Information given –
────────────────────

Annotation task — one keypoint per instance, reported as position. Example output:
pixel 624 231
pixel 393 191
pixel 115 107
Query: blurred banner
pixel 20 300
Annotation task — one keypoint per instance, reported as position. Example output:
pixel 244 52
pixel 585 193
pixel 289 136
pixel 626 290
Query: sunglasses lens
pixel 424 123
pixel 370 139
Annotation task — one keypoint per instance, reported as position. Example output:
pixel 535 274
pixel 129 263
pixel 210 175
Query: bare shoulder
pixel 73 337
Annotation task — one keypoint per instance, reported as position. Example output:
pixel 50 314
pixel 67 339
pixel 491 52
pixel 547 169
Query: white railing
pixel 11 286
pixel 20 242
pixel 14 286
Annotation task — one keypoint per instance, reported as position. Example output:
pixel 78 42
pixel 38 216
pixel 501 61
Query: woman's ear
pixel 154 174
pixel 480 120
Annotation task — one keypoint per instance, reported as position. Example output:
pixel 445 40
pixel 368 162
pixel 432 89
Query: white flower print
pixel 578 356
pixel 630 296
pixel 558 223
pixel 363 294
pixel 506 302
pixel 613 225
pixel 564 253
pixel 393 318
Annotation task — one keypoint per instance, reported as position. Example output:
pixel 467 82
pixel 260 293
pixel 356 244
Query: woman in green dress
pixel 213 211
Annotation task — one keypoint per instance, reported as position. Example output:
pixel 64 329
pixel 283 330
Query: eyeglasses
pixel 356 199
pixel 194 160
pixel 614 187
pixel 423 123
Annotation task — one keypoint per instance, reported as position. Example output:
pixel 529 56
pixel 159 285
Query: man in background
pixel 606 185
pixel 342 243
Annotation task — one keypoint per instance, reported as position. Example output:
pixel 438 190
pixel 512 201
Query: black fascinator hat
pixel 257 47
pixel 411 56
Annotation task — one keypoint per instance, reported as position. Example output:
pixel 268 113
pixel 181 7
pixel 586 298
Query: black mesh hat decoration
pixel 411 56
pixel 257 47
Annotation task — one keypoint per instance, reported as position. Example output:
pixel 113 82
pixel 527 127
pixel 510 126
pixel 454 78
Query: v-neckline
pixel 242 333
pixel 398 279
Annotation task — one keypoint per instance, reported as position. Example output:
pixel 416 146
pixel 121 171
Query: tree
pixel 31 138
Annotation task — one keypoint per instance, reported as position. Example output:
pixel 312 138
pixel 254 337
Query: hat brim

────────────────────

Your objective – Pick out each line in the data above that contains the word "black", and copy those lines unchanged.

The reply –
Query: black fascinator hat
Query: black mesh hat decoration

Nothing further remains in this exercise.